▶ DOCUMENT SECTION:
*** Begin section ***

Enstatite var., belonging to the group of orthorhombic pyroxenes

Hypersthene is a common rock-forming inosilicate mineral belonging to the group of orthorhombic pyroxenes. Its chemical formula is (Mg,Fe)SiO3. It is found in igneous and some metamorphic rocks as well as in stony and iron meteorites. Many references have formally abandoned this term, preferring to categorise this mineral as enstatite or ferrosilite. It forms a solid solution series with the minerals enstatite and ferrosilite, being a mid-way member between the two. Pure enstatite contains no iron, while pure ferrosilite contains no magnesium; hypersthene is the name given to the mineral when a significant amount of both elements are present. Enstatite is stable at atmospheric pressure, but ferrosilite is stable only at elevated pressure, decomposing into quartz and fayalite at atmospheric pressure unless stabilized by magnesium or other impurities.

*** End section ***

▶ THE PROBLEM: Can you copy the passage on hypersthene from "Hypersthene is a" to "or other impurities."?

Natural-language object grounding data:

*** Begin section ***

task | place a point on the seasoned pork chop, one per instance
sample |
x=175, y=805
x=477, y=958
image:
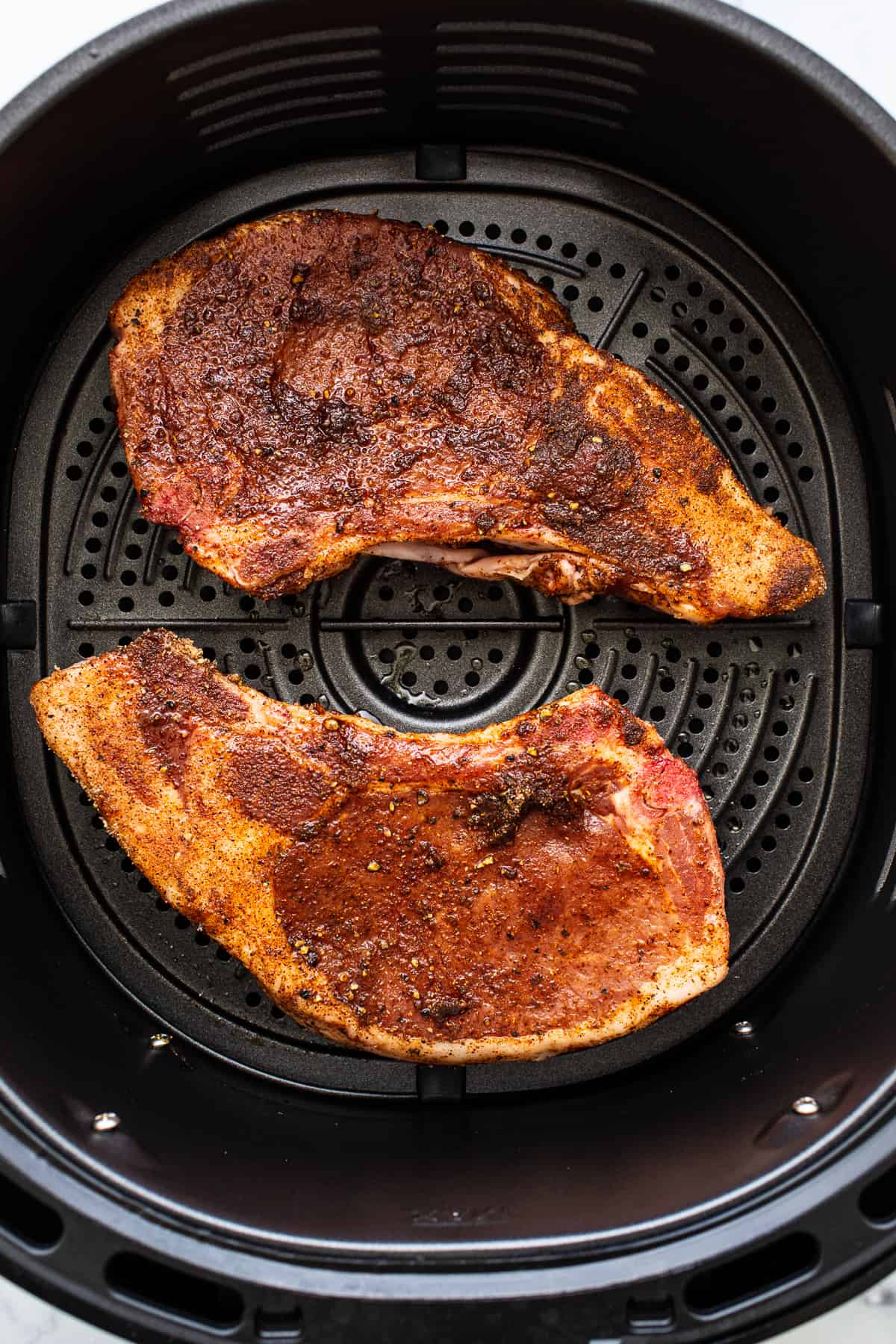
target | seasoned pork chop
x=317, y=386
x=532, y=887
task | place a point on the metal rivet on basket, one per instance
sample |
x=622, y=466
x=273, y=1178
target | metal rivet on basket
x=105, y=1121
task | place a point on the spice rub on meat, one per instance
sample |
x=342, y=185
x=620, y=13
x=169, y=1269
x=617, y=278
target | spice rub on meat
x=531, y=887
x=317, y=386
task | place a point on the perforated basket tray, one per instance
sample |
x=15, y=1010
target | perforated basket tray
x=756, y=709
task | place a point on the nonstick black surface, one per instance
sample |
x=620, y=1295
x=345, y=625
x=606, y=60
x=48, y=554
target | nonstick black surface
x=750, y=706
x=262, y=1184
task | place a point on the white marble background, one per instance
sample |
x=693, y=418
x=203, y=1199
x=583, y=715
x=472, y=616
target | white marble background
x=859, y=37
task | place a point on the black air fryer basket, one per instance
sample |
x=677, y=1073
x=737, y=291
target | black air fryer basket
x=180, y=1162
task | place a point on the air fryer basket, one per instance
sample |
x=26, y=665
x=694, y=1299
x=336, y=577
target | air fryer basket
x=714, y=205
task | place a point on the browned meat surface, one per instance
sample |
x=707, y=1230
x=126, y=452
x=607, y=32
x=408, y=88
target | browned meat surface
x=319, y=385
x=536, y=886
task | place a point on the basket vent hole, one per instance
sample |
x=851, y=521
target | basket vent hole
x=27, y=1219
x=173, y=1292
x=877, y=1202
x=770, y=1269
x=284, y=1323
x=650, y=1316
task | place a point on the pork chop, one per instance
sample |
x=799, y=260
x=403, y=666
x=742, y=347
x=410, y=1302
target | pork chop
x=317, y=386
x=527, y=889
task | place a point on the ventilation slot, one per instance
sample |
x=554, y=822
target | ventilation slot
x=755, y=1276
x=327, y=77
x=27, y=1219
x=650, y=1316
x=535, y=67
x=281, y=1324
x=877, y=1202
x=173, y=1293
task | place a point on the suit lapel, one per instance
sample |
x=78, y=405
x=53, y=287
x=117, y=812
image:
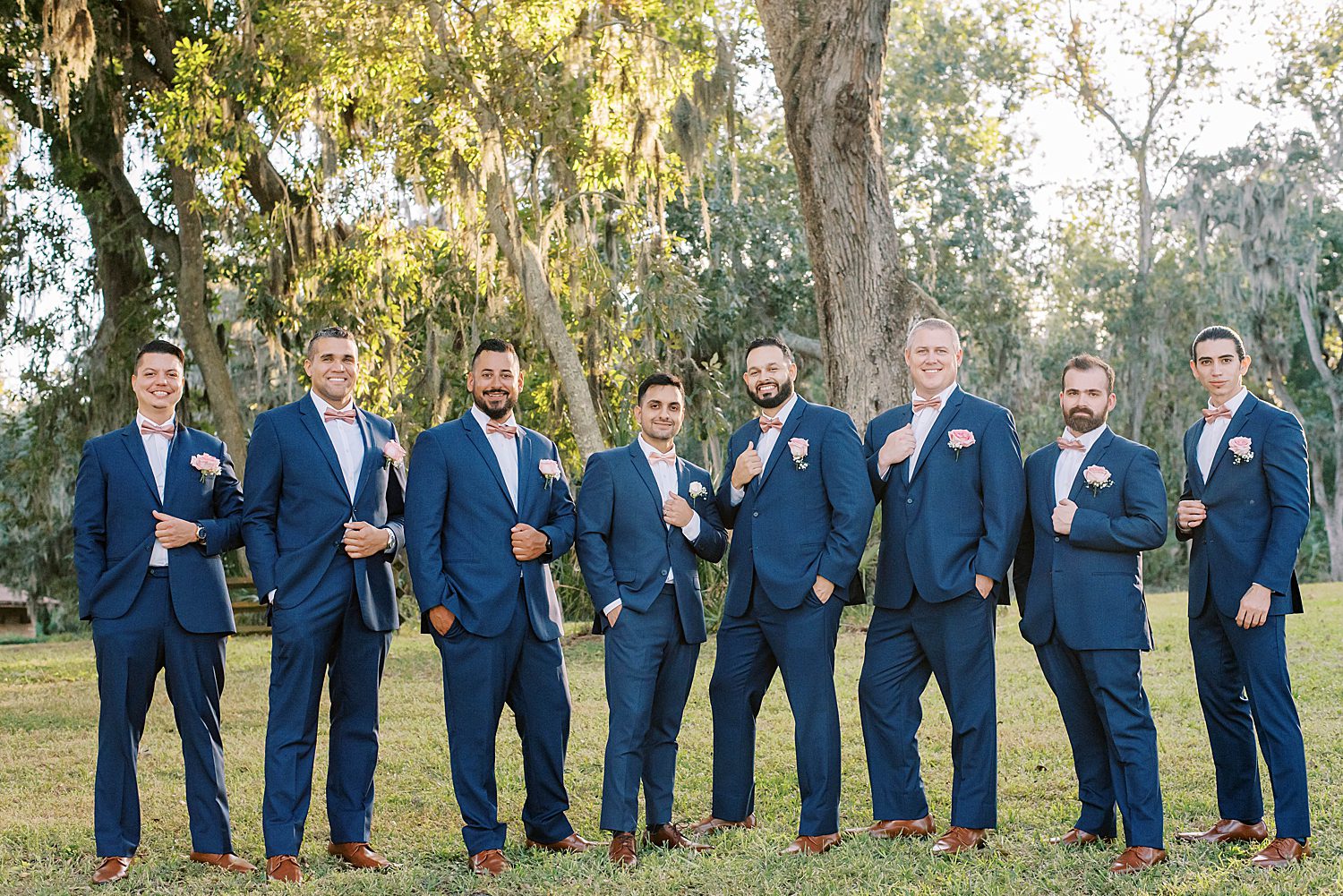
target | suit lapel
x=781, y=445
x=939, y=426
x=1233, y=429
x=136, y=448
x=475, y=435
x=314, y=426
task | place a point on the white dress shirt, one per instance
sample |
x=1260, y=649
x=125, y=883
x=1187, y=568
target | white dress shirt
x=1214, y=431
x=156, y=448
x=1069, y=460
x=505, y=449
x=766, y=442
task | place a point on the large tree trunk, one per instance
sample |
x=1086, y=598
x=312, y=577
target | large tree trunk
x=827, y=61
x=193, y=317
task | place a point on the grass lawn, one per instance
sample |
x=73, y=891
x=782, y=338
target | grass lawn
x=47, y=739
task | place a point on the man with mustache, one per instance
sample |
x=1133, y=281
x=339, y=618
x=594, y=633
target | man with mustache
x=322, y=525
x=1245, y=507
x=797, y=499
x=947, y=471
x=644, y=516
x=486, y=509
x=156, y=507
x=1095, y=501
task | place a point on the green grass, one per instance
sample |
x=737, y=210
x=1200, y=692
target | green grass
x=47, y=739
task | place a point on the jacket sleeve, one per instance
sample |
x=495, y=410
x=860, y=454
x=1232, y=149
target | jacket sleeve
x=1142, y=527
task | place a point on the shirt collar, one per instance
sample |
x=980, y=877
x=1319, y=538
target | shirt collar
x=783, y=410
x=1232, y=403
x=942, y=397
x=1088, y=438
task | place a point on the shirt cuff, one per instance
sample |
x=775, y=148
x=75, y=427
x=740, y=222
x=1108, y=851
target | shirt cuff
x=692, y=528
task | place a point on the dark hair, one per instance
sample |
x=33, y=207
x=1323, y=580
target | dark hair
x=658, y=379
x=494, y=346
x=328, y=332
x=1091, y=363
x=770, y=340
x=1217, y=330
x=158, y=346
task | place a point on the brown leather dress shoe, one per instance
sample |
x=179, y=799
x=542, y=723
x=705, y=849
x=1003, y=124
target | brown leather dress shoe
x=112, y=868
x=709, y=823
x=1136, y=858
x=924, y=826
x=223, y=860
x=571, y=844
x=1224, y=831
x=958, y=840
x=1079, y=837
x=359, y=856
x=622, y=850
x=491, y=863
x=1283, y=852
x=284, y=869
x=811, y=845
x=671, y=837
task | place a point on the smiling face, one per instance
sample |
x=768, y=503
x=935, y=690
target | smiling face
x=158, y=386
x=770, y=376
x=1219, y=365
x=494, y=381
x=934, y=359
x=1085, y=399
x=332, y=364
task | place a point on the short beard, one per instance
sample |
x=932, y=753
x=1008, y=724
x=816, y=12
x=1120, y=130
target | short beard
x=779, y=397
x=494, y=415
x=1084, y=423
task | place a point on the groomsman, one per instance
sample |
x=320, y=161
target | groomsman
x=156, y=507
x=1095, y=501
x=486, y=509
x=1245, y=508
x=795, y=496
x=644, y=516
x=947, y=471
x=322, y=525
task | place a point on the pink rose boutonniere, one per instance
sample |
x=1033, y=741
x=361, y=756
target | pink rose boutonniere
x=1098, y=479
x=207, y=465
x=392, y=453
x=1241, y=449
x=959, y=439
x=800, y=452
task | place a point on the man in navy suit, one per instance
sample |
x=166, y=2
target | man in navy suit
x=486, y=509
x=794, y=493
x=644, y=516
x=1245, y=507
x=947, y=471
x=1095, y=501
x=322, y=525
x=156, y=507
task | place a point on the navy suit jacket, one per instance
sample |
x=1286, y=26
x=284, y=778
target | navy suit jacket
x=625, y=549
x=800, y=523
x=1087, y=586
x=297, y=508
x=115, y=527
x=1257, y=511
x=459, y=523
x=959, y=516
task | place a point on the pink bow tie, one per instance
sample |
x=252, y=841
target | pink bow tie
x=155, y=429
x=344, y=416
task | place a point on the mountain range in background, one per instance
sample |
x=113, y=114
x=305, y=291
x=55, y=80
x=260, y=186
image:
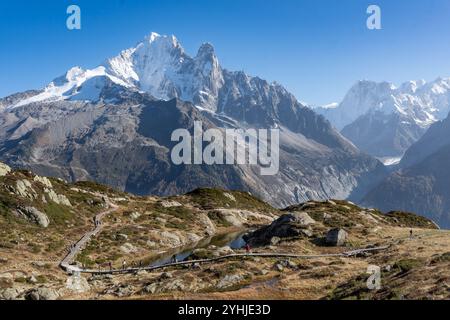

*** End section ***

▶ TASK OUTPUT:
Hypersthene is a common rock-forming inosilicate mineral belonging to the group of orthorhombic pyroxenes. Its chemical formula is (Mg,Fe)SiO3. It is found in igneous and some metamorphic rocks as well as in stony and iron meteorites. Many references have formally abandoned this term, preferring to categorise this mineral as enstatite or ferrosilite. It forms a solid solution series with the minerals enstatite and ferrosilite, being a mid-way member between the two. Pure enstatite contains no iron, while pure ferrosilite contains no magnesium; hypersthene is the name given to the mineral when a significant amount of both elements are present. Enstatite is stable at atmospheric pressure, but ferrosilite is stable only at elevated pressure, decomposing into quartz and fayalite at atmospheric pressure unless stabilized by magnesium or other impurities.